====== MATERIAL TO PROCESS

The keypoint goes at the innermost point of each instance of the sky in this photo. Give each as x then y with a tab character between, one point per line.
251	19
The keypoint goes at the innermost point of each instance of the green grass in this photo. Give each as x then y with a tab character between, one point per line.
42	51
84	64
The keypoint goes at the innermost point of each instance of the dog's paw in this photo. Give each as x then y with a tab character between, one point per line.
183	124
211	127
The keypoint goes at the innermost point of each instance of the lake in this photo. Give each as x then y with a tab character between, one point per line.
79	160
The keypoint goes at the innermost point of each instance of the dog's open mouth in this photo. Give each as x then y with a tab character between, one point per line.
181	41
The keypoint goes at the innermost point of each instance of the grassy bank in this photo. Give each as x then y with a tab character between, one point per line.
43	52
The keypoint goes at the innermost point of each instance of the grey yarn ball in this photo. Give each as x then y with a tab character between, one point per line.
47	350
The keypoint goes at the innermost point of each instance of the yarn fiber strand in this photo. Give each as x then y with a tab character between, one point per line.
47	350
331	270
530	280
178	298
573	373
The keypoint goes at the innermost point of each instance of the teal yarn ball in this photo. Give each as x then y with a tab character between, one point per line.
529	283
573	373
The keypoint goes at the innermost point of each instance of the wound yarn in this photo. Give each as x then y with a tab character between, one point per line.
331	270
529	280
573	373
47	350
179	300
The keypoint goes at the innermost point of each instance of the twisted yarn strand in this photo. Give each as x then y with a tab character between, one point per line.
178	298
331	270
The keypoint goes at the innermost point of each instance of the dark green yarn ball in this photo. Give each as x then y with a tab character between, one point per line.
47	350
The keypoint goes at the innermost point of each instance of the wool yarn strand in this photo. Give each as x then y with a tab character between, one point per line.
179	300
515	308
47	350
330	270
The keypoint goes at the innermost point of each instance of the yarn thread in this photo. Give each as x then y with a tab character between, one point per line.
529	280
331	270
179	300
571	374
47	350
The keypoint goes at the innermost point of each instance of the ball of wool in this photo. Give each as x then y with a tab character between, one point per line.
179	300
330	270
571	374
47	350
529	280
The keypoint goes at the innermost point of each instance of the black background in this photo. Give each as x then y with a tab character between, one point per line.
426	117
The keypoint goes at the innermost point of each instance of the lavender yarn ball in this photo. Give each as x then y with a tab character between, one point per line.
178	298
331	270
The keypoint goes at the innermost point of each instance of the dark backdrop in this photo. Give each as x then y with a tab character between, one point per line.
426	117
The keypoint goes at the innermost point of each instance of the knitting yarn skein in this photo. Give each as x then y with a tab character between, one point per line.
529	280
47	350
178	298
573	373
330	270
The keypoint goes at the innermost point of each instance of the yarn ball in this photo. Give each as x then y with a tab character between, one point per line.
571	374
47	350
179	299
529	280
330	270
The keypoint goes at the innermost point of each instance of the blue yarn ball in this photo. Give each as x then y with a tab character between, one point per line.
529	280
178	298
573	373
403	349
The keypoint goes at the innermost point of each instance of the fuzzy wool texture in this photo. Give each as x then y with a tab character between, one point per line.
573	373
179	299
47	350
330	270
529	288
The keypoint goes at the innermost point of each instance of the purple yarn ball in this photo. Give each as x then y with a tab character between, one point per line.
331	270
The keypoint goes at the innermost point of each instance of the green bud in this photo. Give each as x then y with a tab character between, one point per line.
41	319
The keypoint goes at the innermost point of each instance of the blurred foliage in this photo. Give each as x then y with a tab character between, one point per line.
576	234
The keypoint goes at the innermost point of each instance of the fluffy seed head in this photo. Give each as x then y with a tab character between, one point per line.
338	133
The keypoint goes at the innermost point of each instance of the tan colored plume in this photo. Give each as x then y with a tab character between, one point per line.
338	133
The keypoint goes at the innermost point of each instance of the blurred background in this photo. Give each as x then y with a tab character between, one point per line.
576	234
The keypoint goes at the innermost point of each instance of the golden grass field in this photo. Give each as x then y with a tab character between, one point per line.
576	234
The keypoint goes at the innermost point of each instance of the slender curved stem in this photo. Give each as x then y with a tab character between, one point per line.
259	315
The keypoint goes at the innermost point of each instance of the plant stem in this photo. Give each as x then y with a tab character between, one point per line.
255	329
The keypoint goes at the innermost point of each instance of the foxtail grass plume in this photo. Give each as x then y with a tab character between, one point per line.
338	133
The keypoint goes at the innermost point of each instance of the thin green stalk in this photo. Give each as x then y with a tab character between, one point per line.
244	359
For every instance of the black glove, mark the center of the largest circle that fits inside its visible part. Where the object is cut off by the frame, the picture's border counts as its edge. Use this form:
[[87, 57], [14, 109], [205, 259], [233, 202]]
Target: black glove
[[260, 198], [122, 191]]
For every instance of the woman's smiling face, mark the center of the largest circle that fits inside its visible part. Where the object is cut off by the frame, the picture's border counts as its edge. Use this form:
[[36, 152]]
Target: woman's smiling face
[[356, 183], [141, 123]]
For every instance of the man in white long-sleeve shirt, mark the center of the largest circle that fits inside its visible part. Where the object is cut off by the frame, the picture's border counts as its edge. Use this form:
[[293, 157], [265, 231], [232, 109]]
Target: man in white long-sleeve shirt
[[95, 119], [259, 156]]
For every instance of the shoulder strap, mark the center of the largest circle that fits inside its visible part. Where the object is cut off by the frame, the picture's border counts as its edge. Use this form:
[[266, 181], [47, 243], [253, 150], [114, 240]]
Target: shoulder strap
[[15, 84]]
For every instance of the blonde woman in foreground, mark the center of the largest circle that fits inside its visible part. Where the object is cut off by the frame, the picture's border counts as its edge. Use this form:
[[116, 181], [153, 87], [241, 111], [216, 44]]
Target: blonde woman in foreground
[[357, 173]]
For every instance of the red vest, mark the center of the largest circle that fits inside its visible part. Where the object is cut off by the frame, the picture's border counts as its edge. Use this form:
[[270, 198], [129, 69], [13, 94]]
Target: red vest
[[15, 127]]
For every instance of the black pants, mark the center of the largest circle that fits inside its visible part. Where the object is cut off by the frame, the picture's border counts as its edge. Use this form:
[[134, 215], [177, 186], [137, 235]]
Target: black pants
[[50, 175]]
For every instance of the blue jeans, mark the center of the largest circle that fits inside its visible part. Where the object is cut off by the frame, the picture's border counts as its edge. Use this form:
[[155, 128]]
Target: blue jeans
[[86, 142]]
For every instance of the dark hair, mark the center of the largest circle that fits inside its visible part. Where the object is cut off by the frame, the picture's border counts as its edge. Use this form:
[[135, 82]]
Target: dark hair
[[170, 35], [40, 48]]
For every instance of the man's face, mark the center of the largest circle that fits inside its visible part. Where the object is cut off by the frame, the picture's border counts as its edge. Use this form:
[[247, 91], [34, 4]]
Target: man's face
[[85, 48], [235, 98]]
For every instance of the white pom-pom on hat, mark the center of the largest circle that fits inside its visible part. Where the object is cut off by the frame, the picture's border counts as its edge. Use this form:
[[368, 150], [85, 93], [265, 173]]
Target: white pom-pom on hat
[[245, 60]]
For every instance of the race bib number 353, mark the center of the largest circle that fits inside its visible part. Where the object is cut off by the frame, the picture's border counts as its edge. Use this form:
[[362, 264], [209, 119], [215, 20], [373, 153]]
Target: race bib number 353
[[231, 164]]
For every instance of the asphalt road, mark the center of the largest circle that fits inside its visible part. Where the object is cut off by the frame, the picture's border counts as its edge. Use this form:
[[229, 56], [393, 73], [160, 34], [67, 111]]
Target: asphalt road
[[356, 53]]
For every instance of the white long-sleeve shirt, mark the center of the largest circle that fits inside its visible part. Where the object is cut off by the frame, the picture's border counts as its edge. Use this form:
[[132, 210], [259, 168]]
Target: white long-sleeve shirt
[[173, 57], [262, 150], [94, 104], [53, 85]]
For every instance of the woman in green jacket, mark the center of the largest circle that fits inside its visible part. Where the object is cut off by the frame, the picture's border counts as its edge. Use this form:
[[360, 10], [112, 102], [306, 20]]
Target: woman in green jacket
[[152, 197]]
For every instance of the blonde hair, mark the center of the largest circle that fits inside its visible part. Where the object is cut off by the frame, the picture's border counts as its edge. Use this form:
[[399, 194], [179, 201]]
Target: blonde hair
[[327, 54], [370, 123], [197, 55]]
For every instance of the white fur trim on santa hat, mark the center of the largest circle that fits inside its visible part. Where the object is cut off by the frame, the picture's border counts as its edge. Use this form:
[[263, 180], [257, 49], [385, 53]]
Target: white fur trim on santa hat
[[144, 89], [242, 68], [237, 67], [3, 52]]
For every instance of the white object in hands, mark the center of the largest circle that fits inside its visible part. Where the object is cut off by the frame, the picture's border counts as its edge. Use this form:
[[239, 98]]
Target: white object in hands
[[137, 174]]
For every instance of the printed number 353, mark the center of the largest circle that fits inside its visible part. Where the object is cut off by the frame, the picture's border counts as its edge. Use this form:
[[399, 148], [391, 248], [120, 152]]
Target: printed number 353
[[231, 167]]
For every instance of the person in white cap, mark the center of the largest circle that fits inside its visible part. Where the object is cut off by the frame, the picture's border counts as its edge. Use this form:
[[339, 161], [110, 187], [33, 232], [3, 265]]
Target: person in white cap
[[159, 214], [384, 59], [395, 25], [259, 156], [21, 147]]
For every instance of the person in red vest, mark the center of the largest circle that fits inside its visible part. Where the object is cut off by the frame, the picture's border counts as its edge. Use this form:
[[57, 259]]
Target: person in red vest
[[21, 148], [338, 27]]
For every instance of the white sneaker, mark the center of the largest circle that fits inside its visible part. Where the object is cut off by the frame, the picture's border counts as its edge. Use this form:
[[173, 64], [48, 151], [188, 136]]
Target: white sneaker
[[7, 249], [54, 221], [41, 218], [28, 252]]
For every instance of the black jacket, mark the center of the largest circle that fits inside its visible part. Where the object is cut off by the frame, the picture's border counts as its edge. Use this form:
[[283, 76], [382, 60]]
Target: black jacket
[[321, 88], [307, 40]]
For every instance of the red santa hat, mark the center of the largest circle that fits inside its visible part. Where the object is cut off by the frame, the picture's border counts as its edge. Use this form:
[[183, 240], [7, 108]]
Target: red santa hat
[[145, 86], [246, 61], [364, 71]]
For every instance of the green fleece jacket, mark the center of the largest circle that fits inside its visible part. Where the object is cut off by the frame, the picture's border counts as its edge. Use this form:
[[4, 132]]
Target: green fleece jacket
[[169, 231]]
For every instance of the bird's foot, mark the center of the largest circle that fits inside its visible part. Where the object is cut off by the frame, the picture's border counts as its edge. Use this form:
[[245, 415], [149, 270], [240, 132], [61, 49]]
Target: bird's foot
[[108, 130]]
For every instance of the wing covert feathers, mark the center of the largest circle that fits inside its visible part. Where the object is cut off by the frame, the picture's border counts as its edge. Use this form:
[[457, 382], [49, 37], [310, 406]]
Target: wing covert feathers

============

§ WORK REQUEST: Wherever the string "wing" appears in the records, copy the whole line.

§ RESPONSE AREA:
For every instance of the wing covert feathers, mark the center of the largest circle that fits inside its visible part. Where the object is cut off by the frame, the picture's border counts as its edge. Use this form:
Target: wing covert feathers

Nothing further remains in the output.